# Stated exercise
In the listing below, copy the lines from the one containing "Mark one point on each instance of the person" through the end of the listing, inclusive, renaming "green raincoat" to "green rain jacket" and leaving everything else unchanged.

# Source listing
*-*-*
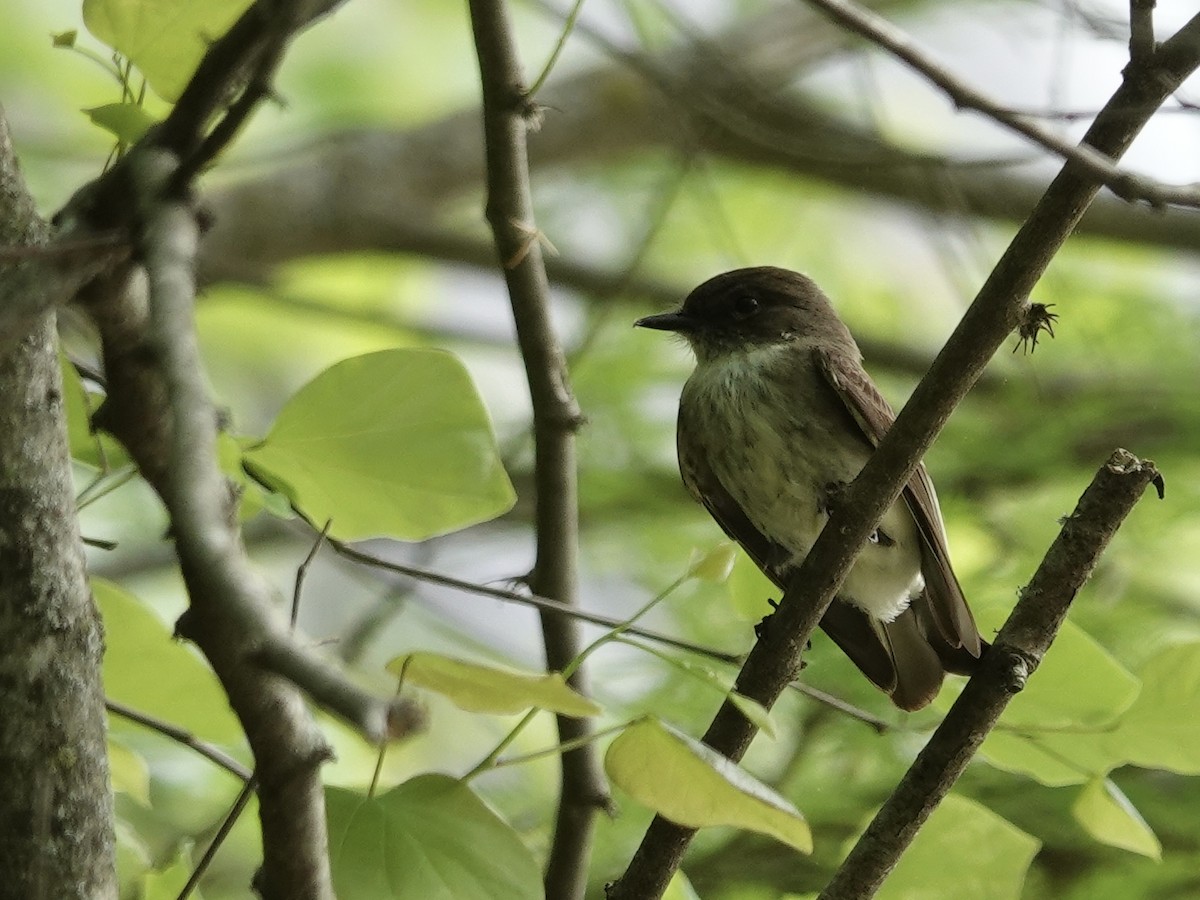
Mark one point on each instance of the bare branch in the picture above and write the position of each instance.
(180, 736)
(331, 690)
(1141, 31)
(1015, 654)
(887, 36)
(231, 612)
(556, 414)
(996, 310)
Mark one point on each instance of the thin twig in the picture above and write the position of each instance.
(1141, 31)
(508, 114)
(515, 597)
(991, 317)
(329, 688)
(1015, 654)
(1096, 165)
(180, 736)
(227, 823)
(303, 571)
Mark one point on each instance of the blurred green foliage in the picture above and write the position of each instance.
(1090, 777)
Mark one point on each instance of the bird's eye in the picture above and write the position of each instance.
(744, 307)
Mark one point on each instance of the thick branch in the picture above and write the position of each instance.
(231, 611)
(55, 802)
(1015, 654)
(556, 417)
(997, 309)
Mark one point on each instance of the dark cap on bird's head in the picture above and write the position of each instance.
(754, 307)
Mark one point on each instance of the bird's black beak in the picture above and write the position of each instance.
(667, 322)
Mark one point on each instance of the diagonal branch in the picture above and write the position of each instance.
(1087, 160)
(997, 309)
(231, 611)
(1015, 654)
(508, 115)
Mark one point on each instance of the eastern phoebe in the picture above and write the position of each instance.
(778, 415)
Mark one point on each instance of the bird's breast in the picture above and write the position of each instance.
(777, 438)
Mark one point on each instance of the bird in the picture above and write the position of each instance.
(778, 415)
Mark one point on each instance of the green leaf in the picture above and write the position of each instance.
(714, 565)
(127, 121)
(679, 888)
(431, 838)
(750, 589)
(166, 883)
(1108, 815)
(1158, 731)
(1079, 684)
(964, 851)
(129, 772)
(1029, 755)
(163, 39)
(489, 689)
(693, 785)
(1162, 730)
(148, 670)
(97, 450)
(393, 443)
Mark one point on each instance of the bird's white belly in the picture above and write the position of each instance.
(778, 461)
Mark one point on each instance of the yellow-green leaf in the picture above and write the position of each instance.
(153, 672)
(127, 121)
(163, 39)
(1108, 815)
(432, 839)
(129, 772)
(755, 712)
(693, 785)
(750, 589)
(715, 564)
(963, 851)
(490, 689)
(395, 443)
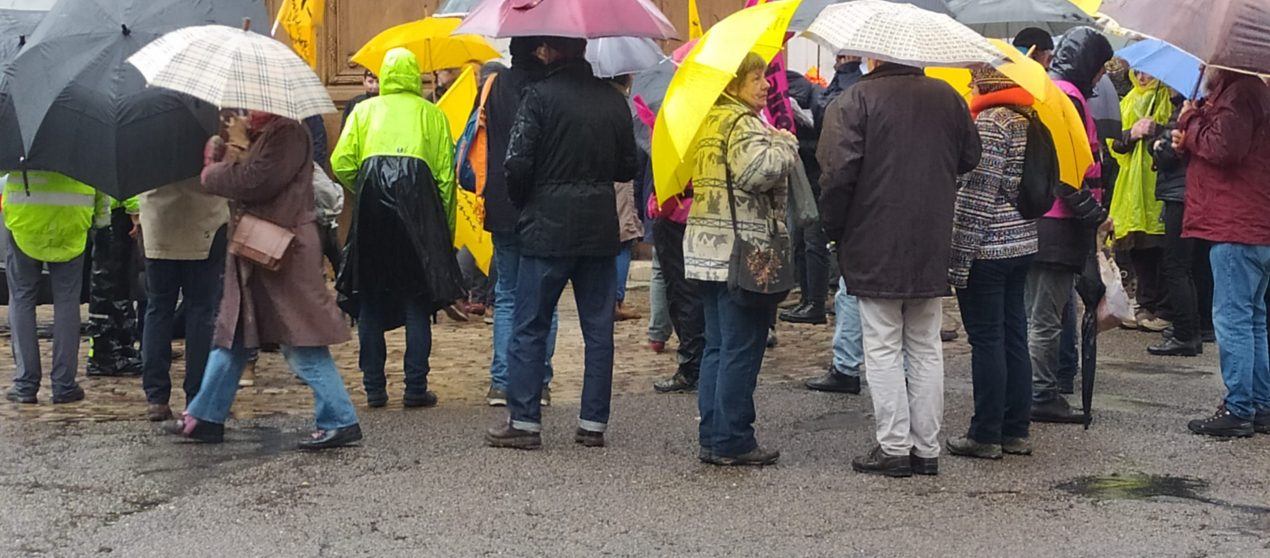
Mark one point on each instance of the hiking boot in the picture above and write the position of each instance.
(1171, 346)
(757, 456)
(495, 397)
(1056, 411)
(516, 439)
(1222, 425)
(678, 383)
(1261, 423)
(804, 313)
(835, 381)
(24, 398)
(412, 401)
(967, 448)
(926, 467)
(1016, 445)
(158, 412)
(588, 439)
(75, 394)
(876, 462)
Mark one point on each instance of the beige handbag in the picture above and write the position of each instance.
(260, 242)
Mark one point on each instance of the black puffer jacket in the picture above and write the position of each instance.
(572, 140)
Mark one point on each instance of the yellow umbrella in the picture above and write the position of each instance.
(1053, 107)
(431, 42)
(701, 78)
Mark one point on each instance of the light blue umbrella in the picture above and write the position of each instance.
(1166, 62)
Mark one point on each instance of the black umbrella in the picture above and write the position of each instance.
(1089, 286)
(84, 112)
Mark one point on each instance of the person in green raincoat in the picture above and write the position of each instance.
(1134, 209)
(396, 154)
*-*-*
# Response below
Mark one point on each instance of the person in green rain jacket in the picture above and write the position of each instance.
(1134, 209)
(396, 154)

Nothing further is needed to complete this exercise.